* _Provided records_:
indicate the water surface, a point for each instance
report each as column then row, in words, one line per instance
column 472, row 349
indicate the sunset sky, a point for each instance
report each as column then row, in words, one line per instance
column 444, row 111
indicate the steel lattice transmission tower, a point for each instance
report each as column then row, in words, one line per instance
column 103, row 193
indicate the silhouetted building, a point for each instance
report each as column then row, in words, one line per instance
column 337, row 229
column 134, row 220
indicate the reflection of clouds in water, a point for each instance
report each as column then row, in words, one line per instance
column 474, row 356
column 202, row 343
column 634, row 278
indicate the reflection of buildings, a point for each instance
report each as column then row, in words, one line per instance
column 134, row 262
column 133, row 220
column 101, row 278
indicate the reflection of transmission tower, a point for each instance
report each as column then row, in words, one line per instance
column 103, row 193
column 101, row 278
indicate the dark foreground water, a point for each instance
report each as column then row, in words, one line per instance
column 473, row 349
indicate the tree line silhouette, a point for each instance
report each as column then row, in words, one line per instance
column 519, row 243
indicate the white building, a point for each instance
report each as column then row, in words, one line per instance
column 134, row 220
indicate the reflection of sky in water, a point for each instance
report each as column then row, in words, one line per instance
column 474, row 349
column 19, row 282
...
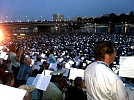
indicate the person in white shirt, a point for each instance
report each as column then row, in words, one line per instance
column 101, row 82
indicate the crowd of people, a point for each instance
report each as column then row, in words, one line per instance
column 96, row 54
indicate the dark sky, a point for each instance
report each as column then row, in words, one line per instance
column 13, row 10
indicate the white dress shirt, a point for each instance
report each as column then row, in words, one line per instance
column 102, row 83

* _Exercise_: Show every line of the items above that contains the word "transmission", matching its case exactly.

* _Answer to the problem_:
indicate the steel lattice transmission tower, a point for each instance
indicate the reflection of transmission tower, a point for each instance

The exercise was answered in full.